*PROVIDED TEXT:*
::::::::
Mulier became the leader of the club "as a matter of course", and his fellow campaigners called him meneer (sir) Mulier. Mulier would later become HFC's honorary president and patron. On 10 April 1894, he was the first player of Koninklijke HFC to play in the then unofficial Netherlands national football team in a friendly match against a ragtag team called Maidstone FC, scoring twice in a 4–3 win. In 1895 he earned a second cap for bondselftal, as the Dutch national team was called until its official inception in 1905.

In addition to football and speed skating, Mulier also played tennis, track and field, and bandy. He also practiced billiards, cricket, and hunting, and was a lover of fishing.

===Athletics===
In 1885, Pim trained until he could cover the distance between the Haarlemmer Poort in Amsterdam and the Amsterdamse Poort in Haarlem (more than 16 kilometers) within an hour. In 1886 Pim was at the basis of the first 'official' athletics competition in the Netherlands, which was just a running race held on the grounds behind the Rijksmuseum on 16 December. It was therefore almost inevitable that he became the first chairman of the Dutch Football and Athletics Association (Nederlandse Atletiek en Voetbal Bond, NVAB), which was co-founded by him on 8 December 1889, and he led NVAB for almost three years. In 1886 he became Dutch champion in the 350 meters and two years later he won the mile event in Ostend. During the first athletics competitions organized by NVAB in 1891, he became the Dutch champion in the quarter mile.

The NVAB kept prospering, but when both branches of sport started to develop, he could no longer keep up with both of them, and thus, the NVAB fell apart in September 1895 and continued only as a football association (NVB), while the Dutch Athletic Association (Nederlandsche Athletiek Bond, NAB) was founded in 1896 at Pim's insistence. By the end of the 19th century, physical education was based on the German model, which emphasized gymnastics and physical exercises. Many people, including Mulier, did not like that, so he set up his own sports clubs, such as the NVAB, NVB, and NAB, which were mostly based on the English model, which he had experienced while studying there. Also in the 1890s, Mulier was regularly asked to act as interim chairman of various sports associations, leaving one chairman position for the other. When the NVB faced organizational difficulties, he took up the chairmanship again, until he found a capable successor in Jasper Warner from Zwolle in 1897.
::::::::
*EXCERPTED DATA:*
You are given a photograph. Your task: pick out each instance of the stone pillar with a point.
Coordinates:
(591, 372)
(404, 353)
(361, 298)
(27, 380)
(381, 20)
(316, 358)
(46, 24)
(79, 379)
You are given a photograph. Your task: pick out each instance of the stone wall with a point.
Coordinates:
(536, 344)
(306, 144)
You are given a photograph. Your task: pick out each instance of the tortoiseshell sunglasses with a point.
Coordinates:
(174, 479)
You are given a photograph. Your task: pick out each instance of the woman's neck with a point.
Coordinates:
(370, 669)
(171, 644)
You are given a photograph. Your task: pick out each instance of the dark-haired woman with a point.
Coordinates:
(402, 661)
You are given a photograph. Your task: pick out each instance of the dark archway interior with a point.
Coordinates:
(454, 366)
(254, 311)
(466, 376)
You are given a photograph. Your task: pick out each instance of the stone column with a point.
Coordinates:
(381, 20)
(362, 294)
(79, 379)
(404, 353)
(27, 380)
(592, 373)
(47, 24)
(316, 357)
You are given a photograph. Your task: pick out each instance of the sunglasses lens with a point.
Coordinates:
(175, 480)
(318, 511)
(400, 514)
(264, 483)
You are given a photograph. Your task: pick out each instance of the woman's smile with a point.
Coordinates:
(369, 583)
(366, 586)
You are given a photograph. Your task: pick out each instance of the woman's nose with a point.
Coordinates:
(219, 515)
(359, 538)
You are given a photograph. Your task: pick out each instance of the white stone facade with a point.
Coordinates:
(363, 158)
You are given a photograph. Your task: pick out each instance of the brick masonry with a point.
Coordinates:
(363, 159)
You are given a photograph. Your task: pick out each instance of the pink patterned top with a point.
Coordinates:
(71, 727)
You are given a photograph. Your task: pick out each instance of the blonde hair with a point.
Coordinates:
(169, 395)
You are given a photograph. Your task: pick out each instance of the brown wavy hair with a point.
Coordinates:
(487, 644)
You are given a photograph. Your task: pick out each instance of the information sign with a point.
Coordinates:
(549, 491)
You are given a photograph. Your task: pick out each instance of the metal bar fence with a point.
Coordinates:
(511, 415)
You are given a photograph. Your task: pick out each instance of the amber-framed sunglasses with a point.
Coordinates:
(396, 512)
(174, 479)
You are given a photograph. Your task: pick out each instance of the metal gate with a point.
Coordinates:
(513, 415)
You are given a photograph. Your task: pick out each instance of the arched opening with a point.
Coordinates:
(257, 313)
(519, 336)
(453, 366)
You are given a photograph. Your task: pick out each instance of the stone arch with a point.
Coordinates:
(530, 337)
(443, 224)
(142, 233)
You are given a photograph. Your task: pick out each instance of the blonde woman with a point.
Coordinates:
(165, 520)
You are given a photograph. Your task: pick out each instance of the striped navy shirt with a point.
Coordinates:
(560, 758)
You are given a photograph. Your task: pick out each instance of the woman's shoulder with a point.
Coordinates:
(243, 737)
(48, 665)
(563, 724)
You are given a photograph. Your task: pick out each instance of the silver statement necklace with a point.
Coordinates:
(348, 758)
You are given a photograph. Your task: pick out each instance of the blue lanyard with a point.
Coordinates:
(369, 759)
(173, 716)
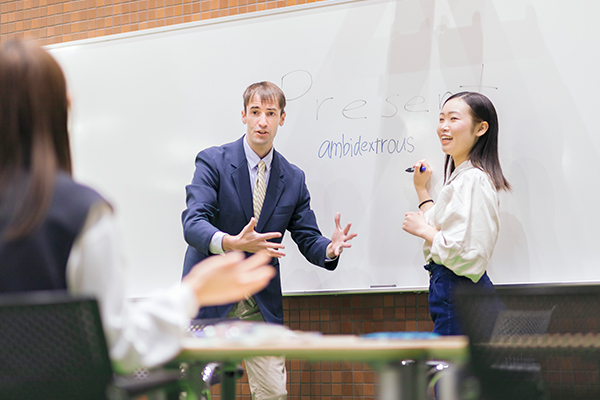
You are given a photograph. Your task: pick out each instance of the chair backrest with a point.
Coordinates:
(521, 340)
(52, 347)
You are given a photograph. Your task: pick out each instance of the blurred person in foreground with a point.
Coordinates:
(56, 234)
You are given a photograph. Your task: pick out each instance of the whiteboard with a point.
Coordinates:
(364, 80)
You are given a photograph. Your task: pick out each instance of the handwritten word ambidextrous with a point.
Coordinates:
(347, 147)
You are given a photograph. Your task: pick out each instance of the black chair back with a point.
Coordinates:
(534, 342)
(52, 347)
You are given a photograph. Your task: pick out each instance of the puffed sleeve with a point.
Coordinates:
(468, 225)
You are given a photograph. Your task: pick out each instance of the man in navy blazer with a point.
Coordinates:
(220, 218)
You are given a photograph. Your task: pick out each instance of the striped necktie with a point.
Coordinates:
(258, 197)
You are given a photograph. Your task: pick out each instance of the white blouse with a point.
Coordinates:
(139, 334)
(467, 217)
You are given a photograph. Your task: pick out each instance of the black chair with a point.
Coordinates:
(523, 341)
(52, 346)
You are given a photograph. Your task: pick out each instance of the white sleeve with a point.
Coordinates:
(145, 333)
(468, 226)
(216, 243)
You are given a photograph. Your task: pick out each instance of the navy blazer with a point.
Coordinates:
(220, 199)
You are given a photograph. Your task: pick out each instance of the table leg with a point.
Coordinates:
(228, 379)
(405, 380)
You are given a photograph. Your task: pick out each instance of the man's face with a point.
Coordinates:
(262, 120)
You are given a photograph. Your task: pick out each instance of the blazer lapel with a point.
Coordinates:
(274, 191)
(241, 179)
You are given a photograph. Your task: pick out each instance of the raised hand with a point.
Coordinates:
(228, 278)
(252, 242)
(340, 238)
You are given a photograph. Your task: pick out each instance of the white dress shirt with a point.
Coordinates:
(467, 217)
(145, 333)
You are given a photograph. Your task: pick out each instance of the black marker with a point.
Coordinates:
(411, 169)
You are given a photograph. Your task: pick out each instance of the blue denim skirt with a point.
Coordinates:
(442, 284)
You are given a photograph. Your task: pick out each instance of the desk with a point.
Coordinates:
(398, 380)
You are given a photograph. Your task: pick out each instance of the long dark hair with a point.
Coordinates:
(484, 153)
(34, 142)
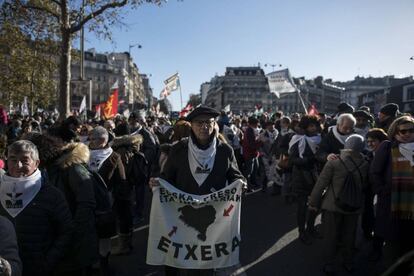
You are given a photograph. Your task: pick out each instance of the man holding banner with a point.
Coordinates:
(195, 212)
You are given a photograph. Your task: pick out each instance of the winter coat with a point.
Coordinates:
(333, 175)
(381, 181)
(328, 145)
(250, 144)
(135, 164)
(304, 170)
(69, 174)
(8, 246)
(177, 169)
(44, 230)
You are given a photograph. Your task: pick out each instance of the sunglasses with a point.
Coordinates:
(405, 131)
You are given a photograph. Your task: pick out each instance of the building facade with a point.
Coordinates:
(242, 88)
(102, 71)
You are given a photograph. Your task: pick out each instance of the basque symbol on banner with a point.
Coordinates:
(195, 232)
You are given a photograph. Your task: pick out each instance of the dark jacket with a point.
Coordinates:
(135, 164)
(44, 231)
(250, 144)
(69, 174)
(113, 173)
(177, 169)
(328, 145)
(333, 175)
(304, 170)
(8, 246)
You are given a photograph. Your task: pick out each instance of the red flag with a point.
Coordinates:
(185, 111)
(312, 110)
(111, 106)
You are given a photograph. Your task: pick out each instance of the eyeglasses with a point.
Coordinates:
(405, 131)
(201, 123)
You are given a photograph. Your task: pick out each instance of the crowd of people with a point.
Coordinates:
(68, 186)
::::::::
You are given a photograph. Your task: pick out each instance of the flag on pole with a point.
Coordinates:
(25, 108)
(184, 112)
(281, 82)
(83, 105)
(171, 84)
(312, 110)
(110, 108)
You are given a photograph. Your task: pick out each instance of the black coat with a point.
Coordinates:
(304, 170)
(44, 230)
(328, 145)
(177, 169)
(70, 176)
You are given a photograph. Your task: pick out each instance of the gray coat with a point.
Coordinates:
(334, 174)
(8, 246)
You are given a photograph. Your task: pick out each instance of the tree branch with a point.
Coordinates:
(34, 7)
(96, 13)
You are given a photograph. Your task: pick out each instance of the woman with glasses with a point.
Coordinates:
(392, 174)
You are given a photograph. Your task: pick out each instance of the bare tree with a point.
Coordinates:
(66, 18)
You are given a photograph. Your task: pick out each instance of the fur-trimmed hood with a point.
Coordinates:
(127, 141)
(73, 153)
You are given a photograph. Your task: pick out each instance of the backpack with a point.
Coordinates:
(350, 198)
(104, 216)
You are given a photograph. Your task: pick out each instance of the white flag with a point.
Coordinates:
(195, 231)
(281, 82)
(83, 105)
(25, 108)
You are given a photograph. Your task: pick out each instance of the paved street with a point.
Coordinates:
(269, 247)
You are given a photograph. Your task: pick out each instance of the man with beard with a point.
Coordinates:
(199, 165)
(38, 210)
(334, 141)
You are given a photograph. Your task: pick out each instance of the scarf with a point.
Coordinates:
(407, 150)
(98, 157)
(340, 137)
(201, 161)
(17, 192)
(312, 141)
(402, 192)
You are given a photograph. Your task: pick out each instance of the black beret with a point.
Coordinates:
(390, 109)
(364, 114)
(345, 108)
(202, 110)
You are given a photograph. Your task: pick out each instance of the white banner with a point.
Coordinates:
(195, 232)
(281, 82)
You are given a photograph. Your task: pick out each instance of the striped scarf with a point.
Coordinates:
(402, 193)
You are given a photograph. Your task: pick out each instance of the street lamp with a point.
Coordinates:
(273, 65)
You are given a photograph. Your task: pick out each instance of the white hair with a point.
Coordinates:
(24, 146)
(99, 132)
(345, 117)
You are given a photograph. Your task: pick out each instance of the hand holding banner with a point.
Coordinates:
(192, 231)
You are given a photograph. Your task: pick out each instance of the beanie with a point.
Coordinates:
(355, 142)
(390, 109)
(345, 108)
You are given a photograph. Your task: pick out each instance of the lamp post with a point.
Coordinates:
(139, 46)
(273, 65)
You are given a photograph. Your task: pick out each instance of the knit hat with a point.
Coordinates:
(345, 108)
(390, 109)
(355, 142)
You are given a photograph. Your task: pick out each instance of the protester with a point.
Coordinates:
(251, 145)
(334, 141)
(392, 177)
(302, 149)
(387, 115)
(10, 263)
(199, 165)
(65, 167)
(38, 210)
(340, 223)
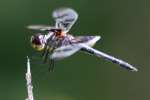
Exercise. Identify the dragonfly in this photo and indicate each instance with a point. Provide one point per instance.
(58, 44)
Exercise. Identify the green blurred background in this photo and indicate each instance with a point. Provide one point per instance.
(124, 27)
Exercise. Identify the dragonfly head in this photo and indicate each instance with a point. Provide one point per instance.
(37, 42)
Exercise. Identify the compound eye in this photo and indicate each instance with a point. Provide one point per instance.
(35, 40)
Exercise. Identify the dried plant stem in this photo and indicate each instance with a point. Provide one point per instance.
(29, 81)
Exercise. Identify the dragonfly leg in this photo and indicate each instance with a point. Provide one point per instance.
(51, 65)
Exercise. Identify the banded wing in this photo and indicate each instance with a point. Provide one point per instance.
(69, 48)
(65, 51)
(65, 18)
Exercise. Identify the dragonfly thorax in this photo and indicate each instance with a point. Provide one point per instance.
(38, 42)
::::::::
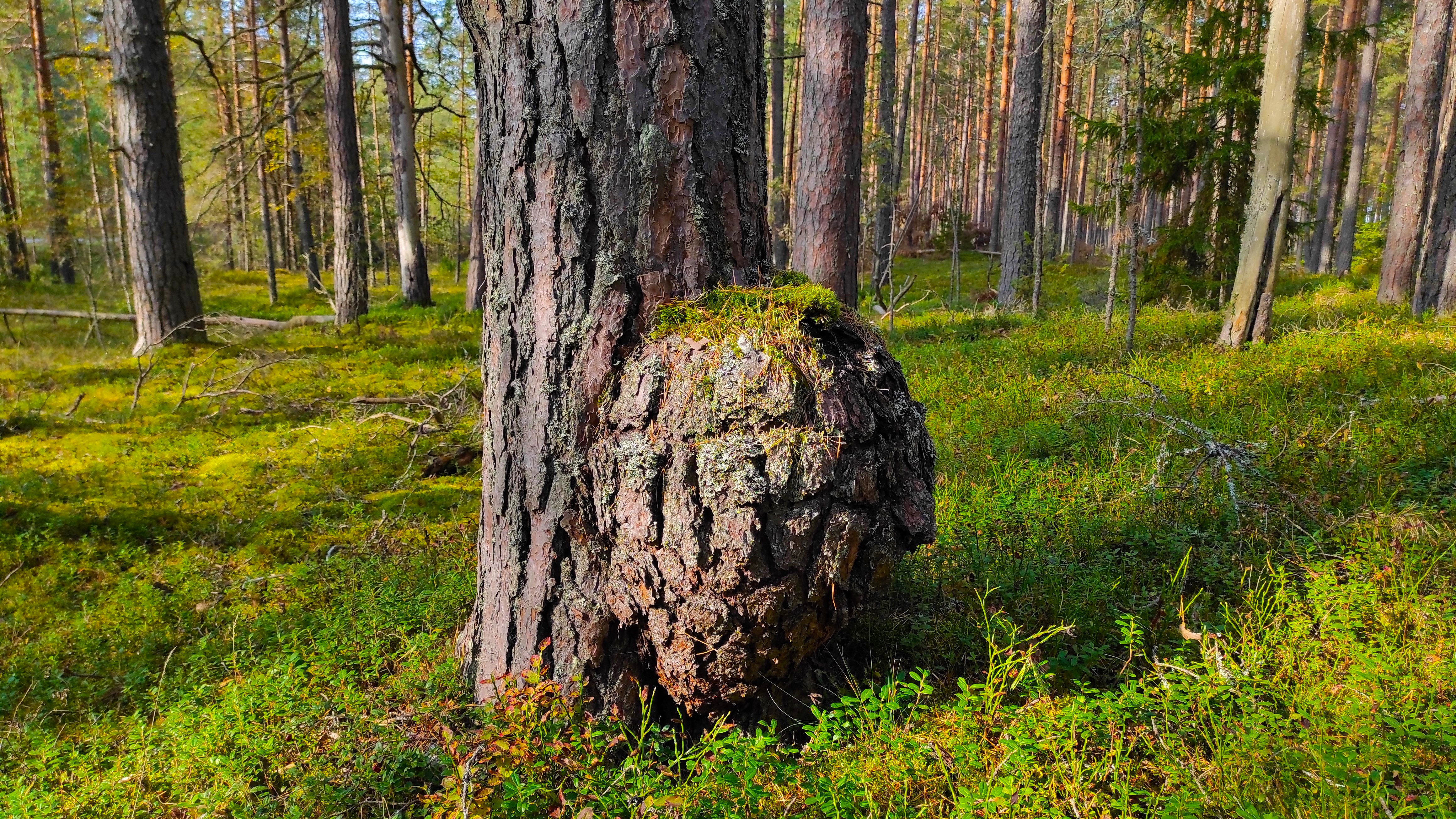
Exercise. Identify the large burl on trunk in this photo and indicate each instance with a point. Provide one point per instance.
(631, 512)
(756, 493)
::::::::
*DIRECTIONS:*
1: Based on the passage about Mulier, mark each statement yes or no and quote the words that decide it: (a) In the 10 April 1894 match against Maidstone FC, Mulier scored twice in a 4–3 win. (b) The Dutch Athletic Association was founded in 1895. (c) Mulier led the NVAB for more than five years.
2: Repeat a section of the passage about Mulier word for word, beginning at the words "Mulier became the" and stopping after "lover of fishing.".
3: According to the passage about Mulier, whom did he find as a capable successor to the NVB chairmanship in 1897?

*EXERCISE RESPONSES:*
1:
(a) Yes: "scoring twice in a 4–3 win."
(b) No: "the Dutch Athletic Association (Nederlandsche Athletiek Bond, NAB) was founded in 1896 at Pim's insistence."
(c) No: "he led NVAB for almost three years."

2:
Mulier became the leader of the club "as a matter of course", and his fellow campaigners called him meneer (sir) Mulier. Mulier would later become HFC's honorary president and patron. On 10 April 1894, he was the first player of Koninklijke HFC to play in the then unofficial Netherlands national football team in a friendly match against a ragtag team called Maidstone FC, scoring twice in a 4–3 win. In 1895 he earned a second cap for bondselftal, as the Dutch national team was called until its official inception in 1905.

In addition to football and speed skating, Mulier also played tennis, track and field, and bandy. He also practiced billiards, cricket, and hunting, and was a lover of fishing.

3: Jasper Warner from Zwolle.